-- Some records --
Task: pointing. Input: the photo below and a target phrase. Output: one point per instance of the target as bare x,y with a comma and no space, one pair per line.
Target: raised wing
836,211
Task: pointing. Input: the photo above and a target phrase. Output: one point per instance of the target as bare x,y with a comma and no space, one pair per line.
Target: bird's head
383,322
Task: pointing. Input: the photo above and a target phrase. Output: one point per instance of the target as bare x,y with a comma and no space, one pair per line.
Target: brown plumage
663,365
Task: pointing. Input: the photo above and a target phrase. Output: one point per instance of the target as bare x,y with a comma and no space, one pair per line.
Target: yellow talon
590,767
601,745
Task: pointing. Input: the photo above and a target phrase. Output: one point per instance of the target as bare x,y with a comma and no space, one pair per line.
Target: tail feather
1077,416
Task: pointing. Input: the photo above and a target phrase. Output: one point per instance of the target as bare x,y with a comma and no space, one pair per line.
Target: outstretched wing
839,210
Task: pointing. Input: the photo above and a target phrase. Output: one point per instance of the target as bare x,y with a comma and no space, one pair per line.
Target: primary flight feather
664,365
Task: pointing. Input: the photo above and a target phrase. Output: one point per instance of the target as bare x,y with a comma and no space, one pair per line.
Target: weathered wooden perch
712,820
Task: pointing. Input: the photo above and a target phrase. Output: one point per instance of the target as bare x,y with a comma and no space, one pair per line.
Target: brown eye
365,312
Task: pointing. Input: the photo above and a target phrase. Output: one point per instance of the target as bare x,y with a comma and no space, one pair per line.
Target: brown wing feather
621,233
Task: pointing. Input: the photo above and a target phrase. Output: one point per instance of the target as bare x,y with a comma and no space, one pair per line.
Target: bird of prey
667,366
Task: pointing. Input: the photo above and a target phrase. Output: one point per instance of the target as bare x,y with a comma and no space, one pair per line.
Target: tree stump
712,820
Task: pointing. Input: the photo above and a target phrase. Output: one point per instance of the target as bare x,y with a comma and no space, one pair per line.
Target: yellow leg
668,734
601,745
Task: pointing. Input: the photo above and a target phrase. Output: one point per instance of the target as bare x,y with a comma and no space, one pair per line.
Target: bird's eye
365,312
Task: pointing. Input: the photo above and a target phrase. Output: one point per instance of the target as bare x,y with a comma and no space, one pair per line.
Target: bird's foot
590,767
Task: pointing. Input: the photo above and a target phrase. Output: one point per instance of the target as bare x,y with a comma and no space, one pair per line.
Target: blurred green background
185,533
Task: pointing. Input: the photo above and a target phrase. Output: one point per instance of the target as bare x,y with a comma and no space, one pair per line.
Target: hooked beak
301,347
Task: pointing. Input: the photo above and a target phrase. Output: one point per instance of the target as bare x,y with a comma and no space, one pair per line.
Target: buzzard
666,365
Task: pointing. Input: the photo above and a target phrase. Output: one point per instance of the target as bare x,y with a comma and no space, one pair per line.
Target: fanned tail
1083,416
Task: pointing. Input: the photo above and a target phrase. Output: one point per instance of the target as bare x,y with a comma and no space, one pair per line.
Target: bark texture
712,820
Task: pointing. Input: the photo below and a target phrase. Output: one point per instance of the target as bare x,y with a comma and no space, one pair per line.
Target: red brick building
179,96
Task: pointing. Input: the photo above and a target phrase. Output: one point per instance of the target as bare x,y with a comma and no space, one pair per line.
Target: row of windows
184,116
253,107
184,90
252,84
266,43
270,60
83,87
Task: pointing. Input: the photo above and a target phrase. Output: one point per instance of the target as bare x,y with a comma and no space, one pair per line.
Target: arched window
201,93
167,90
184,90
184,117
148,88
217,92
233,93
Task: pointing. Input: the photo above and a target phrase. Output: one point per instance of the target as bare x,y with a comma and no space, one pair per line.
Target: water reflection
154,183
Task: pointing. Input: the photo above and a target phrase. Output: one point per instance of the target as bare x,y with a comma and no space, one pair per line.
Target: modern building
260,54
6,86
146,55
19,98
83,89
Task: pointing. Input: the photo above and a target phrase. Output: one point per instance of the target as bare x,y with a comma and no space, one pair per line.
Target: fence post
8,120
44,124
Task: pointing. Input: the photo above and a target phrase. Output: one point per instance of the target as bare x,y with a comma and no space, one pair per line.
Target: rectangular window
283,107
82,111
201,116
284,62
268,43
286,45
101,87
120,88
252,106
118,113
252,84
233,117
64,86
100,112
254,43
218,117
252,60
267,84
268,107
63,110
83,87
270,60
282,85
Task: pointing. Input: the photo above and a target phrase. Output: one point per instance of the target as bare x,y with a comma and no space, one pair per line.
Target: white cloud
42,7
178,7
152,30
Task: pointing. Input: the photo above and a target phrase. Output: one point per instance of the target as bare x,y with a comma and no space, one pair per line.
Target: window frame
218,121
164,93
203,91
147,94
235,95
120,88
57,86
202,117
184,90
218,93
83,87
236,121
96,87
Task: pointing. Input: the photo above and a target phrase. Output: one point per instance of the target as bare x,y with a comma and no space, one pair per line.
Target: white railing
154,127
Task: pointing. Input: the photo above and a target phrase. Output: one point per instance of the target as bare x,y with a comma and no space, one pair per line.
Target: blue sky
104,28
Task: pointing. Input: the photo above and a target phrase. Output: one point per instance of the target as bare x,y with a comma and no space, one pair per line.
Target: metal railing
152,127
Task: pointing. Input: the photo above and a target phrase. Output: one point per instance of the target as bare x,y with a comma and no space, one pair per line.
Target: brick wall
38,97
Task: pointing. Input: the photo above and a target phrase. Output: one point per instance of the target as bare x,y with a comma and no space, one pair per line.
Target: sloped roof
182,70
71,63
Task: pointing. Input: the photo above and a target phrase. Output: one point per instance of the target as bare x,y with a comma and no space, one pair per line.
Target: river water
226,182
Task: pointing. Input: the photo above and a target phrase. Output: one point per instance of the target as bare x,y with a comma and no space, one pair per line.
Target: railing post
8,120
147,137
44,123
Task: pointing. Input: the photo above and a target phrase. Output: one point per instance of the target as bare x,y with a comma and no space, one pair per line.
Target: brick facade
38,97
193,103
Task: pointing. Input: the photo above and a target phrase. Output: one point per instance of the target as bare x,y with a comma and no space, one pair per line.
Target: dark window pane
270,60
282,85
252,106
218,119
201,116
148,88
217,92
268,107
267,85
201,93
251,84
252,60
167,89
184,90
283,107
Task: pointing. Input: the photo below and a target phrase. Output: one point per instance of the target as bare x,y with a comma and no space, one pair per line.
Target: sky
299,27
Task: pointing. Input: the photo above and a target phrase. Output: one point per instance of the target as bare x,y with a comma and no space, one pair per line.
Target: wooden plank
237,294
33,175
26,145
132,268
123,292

-- Task to complete --
Repeat the listing above without any change.

-- Exercise output --
Task: pointing. Input: the photo below and a target phrase. Output: one point per instance of the target as bare x,y with a comma and no space, one pair per line.
Target: raised wing
836,211
Task: pointing. Input: the photo above and a target phrase. Output: one point per instance of the target as bare x,y with a comma and no space, one pair per line.
Target: bird's head
383,322
Task: pointing. Input: the photo above and a target phrase. Output: one point per instance of the target as bare x,y with a comma and no space, one pair per line.
Target: brown plumage
663,365
Task: pointing. Input: the photo above and a target phrase. Output: one point per instance of the target as bare x,y with a comma and no space, one pair per line.
Target: yellow talon
590,767
601,745
Task: pointing. Input: the photo above and a target phrase. Output: one point per instance of the target as bare x,y with a comma and no space, one pair per line.
Target: tail feather
1077,416
Task: pointing. Input: the photo above and a target phrase. Output: one point per instance of the target as bare x,y with a comma and no space, one pair per line.
Target: outstretched wing
839,210
Task: pointing. Input: the photo above and a target phrase. Output: one point per instance of the target as bare x,y with a comma and no space, one pair per line.
Target: primary flight feather
664,365
Task: pointing. Input: the photo above and a target phrase. Output: one point per instance of the target as bare x,y with a comma and no space, one pair per line.
Target: weathered wooden perch
712,820
Task: pointing. Input: the photo above and a target phrase. Output: one point per instance of the target as bare x,y with a comma and no space, one pair per line.
Target: brown eye
365,312
Task: pointing. Input: the photo above and a target phrase. Output: one point per instance of the target as bare x,y with a comma and no space, one pair per line.
Target: brown wing feather
621,233
Task: pointing. Input: the photo above and a target phrase. Output: one point per instance of the target as bare x,y with a comma and no space, one pair per line.
Target: bird of prey
667,366
Task: pointing. Input: the photo above and a target phrase. Output: one point per instance of the target as bare x,y with a comma and no space, one pair per line.
Target: tree stump
712,820
Task: pointing. Input: the photo above and a target phrase. Output: one point per instance of the target as bare x,y with a comma and no space, one pair per line.
Target: yellow leg
668,734
601,745
Task: pointing. Input: the photo above and a target phrase. Output: one point per instance of the target as bare x,y with a comma and no space, one pair per line.
Target: bird's eye
365,312
Task: pointing. Input: the photo above and a target phrase. Output: one point per instance of the target as bare x,y with a comma and no space, one pair per line.
Target: bird's foot
590,767
Task: pointing. Input: the photo above and a target phrase. Output: one point per instance of the target as bare x,y with a comma and no space, one pair per line.
Target: blurred green background
185,533
Task: pointing. Input: the photo above and a target phrase. Output: one point per instance of the target as bare x,y with a comma and no space, one pair per line.
Target: hooked beak
301,347
Task: pointing. Input: the photo above and a target phrase. Output: one point per instance of the target as bare x,y with a comma and no space, one pair per line.
Target: buzzard
666,365
Task: pointing. Input: the photo above and a target phrase. Output: one point per instance of the target as bare x,y with a comma and no space, one pair per line.
Target: fanned tail
1083,416
Task: pointing. Input: the photo above and a target phrase. Output: one point per instance of the target as bare x,y with a comma and no space, one pair per line.
Target: bark texture
712,820
Task: pointing. Input: the photo below and a target phrase. Output: one point per instance of the target as bare x,y with a comma and no space, one pair per line.
Target: red brick building
179,96
Task: pointing. Input: the photo above and a target phrase. Output: one point per instance of the target as bare x,y with a comma and no space, one pair per line.
Target: row of windows
184,116
253,107
184,90
252,84
266,43
270,60
83,87
Task: pointing. Input: the photo above and a target phrase. Output: one point per instance of the target as bare x,y with a comma and no space, one pair per line.
Target: arched window
201,93
167,90
184,90
184,117
148,88
217,92
233,93
Task: pointing. Input: the photo above and a target phrase. Output: one point per instance of the target as bare x,y with a comma and no space, one pair per line.
Target: water reflection
154,183
Task: pointing. Input: the photo above and a target phrase. Output: one point per instance of the target as bare x,y with a comma and no space, one pair per line.
Target: modern building
260,54
6,86
146,55
19,98
83,89
Task: pointing. Input: the photo above and a target phrase. Output: one point per instance of the target as bare x,y with a comma and no space, one pair per line.
Target: fence post
8,120
44,124
Task: pointing. Input: the photo above and a target phrase. Output: one point per instance of the target as bare x,y with a comma and no space, one pair per line.
Target: rectangular window
283,107
82,111
201,116
284,62
268,43
286,45
101,87
120,88
252,106
118,113
252,84
233,117
64,86
100,112
254,43
218,117
252,60
267,84
268,107
63,110
83,87
270,60
282,85
Task: pointing. Input: the photo above and a target phrase. Output: one point per instance of the target as bare x,y with a comma and no space, one pair per line.
Target: white cloud
42,7
178,7
152,30
Task: pointing. Input: the photo above and a target phrase. Output: one point per instance of the target as bare x,y with a comma and no space, one pair per line.
Target: window frame
218,121
164,93
203,91
147,94
235,95
120,88
57,86
202,117
184,90
218,93
83,87
236,121
96,87
Task: pointing. Input: the photo above and a target phrase. Output: one point per instance of the target as bare x,y with a comma and no space, one pair per line.
Target: white railing
154,127
Task: pointing. Input: the photo above and a target phrase. Output: one point per instance of the target as bare x,y with a comma and no space, one pair per line.
Target: blue sky
104,28
Task: pointing. Input: the photo above and a target phrase. Output: one point per instance of the target as bare x,y with a comma and no space, one pair per line.
Target: metal railing
152,127
Task: pointing. Input: the photo above and a target phrase. Output: one point per instance of the target as bare x,y with a comma and no space, one pair per line.
Target: brick wall
38,97
Task: pointing. Input: the photo above and a target phrase. Output: one point per instance of the target as bare x,y with a comma and no space, one pair per line.
Target: sloped roof
182,70
71,63
Task: pointing. Input: the photo above and a target phrase. Output: one point per instance of the target as bare x,y with a comma and no space, one pair per line.
Target: river water
226,182
Task: pointing. Input: the photo above and a target phrase. Output: one point per instance of the target as bare x,y with a comma and no space, one pair per line.
Target: railing post
8,120
147,137
44,123
Task: pointing. Input: the photo above and a target phrase. Output: one point per instance of the target as bare x,y with a comma and no space, one pair per line.
Target: brick facade
38,97
193,103
Task: pointing. Input: the photo above and a target phrase. Output: one point per instance of the target as bare x,y with a comma and no space, one pair per line.
Target: dark window pane
270,60
282,85
252,106
218,119
201,116
148,88
217,92
268,107
267,85
201,93
251,84
252,60
167,89
184,90
283,107
Task: pointing. Input: the photo below and a target phrase. Output: one point per instance of the target as bare x,y with a comma and no space, one pair per line.
Target: sky
299,27
Task: pointing. Input: the photo above and a target phrase. Output: one point per instance of the target as bare x,y with a comma and no space, one pair per line.
Target: wooden plank
237,294
33,175
26,145
132,268
123,292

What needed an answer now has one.